ASSIGNMENT:
For the word "below", copy every line of the material that includes it.

PROVIDED ENTRIES:
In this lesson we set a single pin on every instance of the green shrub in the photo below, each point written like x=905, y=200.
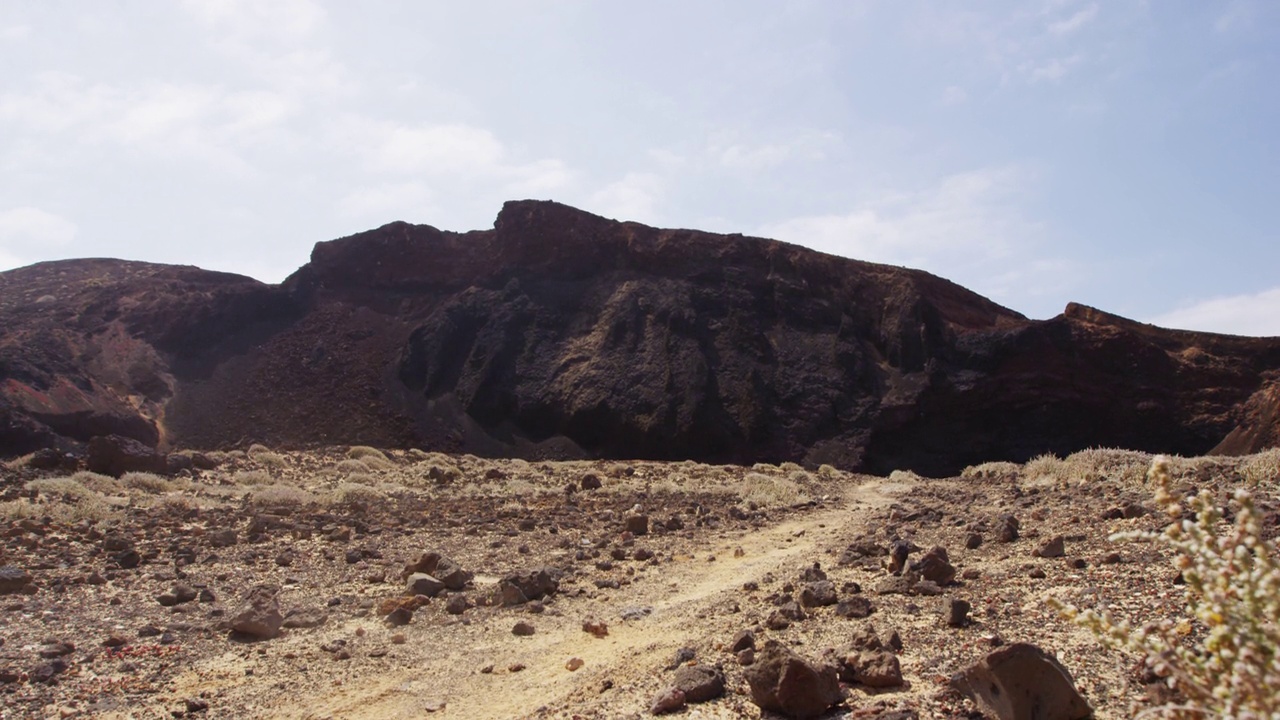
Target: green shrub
x=1233, y=596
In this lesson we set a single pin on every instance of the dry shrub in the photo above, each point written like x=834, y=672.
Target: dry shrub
x=371, y=458
x=904, y=477
x=1232, y=592
x=248, y=478
x=280, y=496
x=768, y=491
x=350, y=493
x=1261, y=468
x=105, y=484
x=361, y=451
x=1095, y=464
x=991, y=470
x=63, y=488
x=1047, y=466
x=92, y=507
x=147, y=482
x=352, y=466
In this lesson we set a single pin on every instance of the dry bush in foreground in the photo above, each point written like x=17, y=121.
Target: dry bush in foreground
x=766, y=491
x=1233, y=593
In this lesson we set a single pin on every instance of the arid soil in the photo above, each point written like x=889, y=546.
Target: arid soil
x=120, y=593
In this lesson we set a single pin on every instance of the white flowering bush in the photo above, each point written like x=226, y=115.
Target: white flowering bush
x=1232, y=669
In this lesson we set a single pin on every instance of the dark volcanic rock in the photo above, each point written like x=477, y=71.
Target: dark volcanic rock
x=522, y=587
x=117, y=455
x=259, y=615
x=562, y=333
x=785, y=683
x=1022, y=682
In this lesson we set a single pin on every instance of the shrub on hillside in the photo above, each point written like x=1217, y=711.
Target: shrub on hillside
x=1233, y=595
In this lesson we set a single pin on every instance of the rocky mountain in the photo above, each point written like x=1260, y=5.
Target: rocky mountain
x=560, y=333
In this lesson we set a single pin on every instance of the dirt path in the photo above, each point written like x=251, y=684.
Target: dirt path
x=689, y=601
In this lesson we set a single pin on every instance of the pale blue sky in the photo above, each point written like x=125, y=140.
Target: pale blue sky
x=1119, y=154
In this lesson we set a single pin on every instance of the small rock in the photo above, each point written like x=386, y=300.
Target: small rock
x=1022, y=682
x=935, y=566
x=958, y=611
x=872, y=668
x=700, y=683
x=400, y=616
x=1052, y=547
x=595, y=627
x=682, y=656
x=56, y=650
x=785, y=683
x=668, y=700
x=457, y=605
x=856, y=606
x=818, y=593
x=421, y=583
x=636, y=524
x=897, y=555
x=1008, y=528
x=13, y=579
x=260, y=614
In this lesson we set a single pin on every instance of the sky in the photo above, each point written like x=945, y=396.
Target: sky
x=1120, y=154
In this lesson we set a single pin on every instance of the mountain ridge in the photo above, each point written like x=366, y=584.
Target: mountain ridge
x=561, y=333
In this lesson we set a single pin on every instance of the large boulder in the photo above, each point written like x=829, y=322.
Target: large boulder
x=1022, y=682
x=259, y=615
x=785, y=683
x=117, y=455
x=442, y=568
x=522, y=587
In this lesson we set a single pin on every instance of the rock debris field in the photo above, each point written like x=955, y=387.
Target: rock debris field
x=357, y=583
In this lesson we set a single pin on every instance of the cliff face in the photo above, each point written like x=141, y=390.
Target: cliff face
x=561, y=333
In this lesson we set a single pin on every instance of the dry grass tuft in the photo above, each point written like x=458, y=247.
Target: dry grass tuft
x=280, y=496
x=768, y=491
x=1232, y=593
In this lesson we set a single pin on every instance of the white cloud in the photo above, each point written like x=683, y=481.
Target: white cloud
x=273, y=18
x=954, y=95
x=969, y=228
x=744, y=155
x=14, y=32
x=1238, y=14
x=634, y=197
x=387, y=203
x=1257, y=314
x=30, y=232
x=35, y=227
x=1051, y=71
x=447, y=149
x=168, y=121
x=1075, y=22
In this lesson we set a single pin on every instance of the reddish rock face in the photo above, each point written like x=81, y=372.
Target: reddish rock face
x=561, y=333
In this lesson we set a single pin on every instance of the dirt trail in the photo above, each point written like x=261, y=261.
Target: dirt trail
x=688, y=602
x=686, y=598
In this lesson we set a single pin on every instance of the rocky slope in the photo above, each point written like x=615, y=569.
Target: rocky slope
x=558, y=333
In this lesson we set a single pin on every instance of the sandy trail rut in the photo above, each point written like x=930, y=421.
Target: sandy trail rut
x=686, y=602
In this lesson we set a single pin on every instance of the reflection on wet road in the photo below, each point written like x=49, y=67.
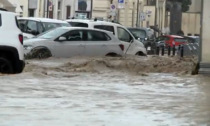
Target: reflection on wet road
x=111, y=98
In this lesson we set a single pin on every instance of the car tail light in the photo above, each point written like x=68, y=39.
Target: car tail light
x=121, y=47
x=21, y=38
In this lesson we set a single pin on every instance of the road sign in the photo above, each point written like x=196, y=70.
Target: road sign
x=121, y=1
x=142, y=16
x=121, y=4
x=113, y=7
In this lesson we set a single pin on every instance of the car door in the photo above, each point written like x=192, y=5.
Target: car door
x=70, y=44
x=125, y=37
x=31, y=29
x=97, y=43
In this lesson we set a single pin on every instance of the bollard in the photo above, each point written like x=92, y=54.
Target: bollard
x=174, y=50
x=182, y=51
x=158, y=51
x=169, y=50
x=163, y=50
x=179, y=47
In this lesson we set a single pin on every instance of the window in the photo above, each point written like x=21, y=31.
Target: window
x=97, y=36
x=76, y=35
x=31, y=12
x=22, y=24
x=180, y=40
x=31, y=26
x=40, y=28
x=123, y=35
x=48, y=25
x=138, y=33
x=0, y=20
x=105, y=27
x=163, y=38
x=78, y=24
x=53, y=33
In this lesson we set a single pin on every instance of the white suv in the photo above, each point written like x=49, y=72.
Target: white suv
x=11, y=44
x=31, y=26
x=132, y=46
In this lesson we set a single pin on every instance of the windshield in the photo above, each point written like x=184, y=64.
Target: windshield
x=180, y=40
x=53, y=33
x=48, y=25
x=138, y=33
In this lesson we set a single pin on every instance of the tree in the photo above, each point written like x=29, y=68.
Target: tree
x=176, y=7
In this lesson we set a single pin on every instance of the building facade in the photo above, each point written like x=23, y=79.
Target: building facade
x=205, y=44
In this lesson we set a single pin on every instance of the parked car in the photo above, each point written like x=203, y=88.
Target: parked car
x=146, y=36
x=31, y=26
x=132, y=46
x=11, y=40
x=171, y=40
x=69, y=41
x=193, y=39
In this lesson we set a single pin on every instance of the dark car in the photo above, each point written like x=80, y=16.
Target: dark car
x=146, y=36
x=193, y=39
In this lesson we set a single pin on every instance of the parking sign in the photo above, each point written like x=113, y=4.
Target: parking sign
x=121, y=3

SOLUTION FOR THIS EXERCISE:
In this lesson we set a single pin on every instance of the green shrub in the photo below, each point written like x=905, y=200.
In this lesson we set a single pin on every instance of the reflection on wet road in the photo below, each point written like x=49, y=67.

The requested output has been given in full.